# TASK GOAL:
Return every line of the records below that contains the string "tail".

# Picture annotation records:
--- Begin ---

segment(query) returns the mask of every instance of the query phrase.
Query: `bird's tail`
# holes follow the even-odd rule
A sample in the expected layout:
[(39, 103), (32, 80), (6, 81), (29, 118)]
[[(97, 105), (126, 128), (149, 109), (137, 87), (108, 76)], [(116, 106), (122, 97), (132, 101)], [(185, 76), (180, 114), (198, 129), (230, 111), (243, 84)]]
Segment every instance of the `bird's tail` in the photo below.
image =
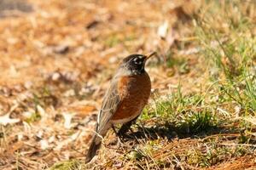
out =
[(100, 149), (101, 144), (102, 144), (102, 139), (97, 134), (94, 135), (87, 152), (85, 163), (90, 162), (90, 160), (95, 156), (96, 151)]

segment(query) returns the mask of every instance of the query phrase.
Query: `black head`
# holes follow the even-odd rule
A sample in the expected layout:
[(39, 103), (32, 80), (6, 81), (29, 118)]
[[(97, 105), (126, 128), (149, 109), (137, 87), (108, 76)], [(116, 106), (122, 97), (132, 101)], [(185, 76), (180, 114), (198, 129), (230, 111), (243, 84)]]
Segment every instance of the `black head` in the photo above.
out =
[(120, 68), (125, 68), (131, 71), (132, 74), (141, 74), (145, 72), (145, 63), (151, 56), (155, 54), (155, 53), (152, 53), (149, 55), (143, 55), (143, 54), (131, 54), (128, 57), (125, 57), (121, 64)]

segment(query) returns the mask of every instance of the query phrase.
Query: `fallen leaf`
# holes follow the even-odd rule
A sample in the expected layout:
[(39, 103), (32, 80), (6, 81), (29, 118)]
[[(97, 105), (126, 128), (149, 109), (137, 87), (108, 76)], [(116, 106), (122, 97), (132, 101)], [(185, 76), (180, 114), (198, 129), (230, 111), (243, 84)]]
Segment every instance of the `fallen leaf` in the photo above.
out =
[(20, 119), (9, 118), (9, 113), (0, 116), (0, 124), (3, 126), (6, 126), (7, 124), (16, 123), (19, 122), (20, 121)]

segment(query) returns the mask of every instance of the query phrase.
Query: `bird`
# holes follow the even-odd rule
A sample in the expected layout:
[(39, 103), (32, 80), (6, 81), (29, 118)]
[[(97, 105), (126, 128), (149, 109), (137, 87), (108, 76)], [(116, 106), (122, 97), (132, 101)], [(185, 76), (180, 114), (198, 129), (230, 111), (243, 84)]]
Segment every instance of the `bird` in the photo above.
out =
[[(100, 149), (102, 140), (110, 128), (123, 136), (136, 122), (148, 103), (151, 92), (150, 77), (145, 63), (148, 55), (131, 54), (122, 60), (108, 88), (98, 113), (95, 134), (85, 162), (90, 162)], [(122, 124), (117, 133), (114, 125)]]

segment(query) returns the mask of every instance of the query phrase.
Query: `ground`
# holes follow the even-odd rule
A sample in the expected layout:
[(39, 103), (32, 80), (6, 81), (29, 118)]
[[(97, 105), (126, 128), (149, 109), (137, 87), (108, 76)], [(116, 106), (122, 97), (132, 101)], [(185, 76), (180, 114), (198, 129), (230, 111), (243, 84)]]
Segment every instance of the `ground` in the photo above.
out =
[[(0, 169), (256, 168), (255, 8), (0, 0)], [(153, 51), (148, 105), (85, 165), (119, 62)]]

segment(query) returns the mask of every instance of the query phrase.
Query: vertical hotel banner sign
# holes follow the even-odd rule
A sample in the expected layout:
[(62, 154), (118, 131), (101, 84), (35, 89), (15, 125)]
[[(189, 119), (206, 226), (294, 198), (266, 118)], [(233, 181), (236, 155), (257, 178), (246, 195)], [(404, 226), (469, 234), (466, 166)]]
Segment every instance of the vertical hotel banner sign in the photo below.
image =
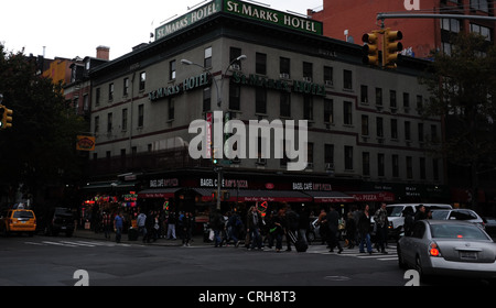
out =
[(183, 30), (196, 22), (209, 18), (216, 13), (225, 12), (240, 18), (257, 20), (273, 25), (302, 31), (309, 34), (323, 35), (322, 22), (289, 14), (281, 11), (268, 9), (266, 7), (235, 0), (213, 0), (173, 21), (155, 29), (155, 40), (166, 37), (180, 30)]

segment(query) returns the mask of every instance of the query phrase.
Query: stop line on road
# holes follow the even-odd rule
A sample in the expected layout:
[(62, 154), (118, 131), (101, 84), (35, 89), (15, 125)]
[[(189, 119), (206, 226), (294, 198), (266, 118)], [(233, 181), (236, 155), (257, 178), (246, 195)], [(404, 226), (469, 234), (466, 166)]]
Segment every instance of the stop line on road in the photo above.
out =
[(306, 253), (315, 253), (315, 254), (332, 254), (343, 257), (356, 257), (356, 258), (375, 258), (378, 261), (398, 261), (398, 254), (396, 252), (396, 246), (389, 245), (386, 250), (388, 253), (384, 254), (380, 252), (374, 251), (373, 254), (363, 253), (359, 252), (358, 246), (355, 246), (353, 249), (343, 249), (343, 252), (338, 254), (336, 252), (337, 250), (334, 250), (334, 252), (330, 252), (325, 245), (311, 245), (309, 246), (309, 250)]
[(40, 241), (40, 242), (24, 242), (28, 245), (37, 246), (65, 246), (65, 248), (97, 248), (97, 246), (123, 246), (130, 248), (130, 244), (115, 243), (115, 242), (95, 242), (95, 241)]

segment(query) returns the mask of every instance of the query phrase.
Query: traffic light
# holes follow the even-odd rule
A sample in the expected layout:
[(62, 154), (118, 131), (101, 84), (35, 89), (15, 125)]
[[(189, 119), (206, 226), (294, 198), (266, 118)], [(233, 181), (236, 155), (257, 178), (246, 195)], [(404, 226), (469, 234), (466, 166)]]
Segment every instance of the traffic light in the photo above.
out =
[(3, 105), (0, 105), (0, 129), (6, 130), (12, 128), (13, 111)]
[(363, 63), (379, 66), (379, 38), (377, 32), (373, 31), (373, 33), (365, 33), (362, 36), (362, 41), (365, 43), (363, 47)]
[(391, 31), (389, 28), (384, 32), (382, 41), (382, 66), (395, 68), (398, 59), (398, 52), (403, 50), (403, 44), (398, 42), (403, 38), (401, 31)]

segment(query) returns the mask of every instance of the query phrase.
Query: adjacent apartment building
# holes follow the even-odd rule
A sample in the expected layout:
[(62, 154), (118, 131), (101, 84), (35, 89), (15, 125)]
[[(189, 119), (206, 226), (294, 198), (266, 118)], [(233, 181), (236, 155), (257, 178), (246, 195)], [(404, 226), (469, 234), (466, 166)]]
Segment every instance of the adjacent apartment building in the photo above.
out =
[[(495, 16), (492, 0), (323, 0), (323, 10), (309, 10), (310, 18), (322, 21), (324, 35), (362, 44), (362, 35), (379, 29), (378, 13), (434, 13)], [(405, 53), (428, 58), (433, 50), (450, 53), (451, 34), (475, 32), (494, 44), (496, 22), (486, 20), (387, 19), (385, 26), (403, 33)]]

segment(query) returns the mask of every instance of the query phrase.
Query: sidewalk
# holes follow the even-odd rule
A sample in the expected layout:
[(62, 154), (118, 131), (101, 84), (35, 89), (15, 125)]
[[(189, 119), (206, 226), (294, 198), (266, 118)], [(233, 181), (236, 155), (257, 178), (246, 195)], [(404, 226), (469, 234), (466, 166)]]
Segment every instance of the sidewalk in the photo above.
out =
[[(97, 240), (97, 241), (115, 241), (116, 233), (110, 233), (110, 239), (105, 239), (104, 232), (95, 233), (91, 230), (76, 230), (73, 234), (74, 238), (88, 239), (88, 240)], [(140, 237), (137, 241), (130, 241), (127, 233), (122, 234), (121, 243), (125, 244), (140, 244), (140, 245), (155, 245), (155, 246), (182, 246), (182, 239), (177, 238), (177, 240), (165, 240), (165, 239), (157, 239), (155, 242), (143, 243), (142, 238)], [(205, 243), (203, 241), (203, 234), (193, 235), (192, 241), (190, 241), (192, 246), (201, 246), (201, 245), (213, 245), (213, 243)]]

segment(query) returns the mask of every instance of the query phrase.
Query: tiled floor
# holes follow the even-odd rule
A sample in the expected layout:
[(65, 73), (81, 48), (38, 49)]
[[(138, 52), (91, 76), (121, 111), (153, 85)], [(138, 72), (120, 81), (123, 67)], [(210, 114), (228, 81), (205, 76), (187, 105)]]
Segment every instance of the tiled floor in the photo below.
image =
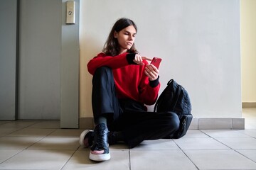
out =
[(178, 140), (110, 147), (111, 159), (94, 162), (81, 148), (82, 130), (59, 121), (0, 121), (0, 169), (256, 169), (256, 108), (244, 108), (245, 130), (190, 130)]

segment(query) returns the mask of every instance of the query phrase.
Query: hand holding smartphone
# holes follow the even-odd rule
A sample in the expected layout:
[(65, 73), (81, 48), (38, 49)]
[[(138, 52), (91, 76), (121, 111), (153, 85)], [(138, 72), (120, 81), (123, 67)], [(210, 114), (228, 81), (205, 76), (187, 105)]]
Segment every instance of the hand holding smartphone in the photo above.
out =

--- End ---

# CORRECT ANSWER:
Query: `bird's tail`
Segment every instance of the `bird's tail` in the photo below.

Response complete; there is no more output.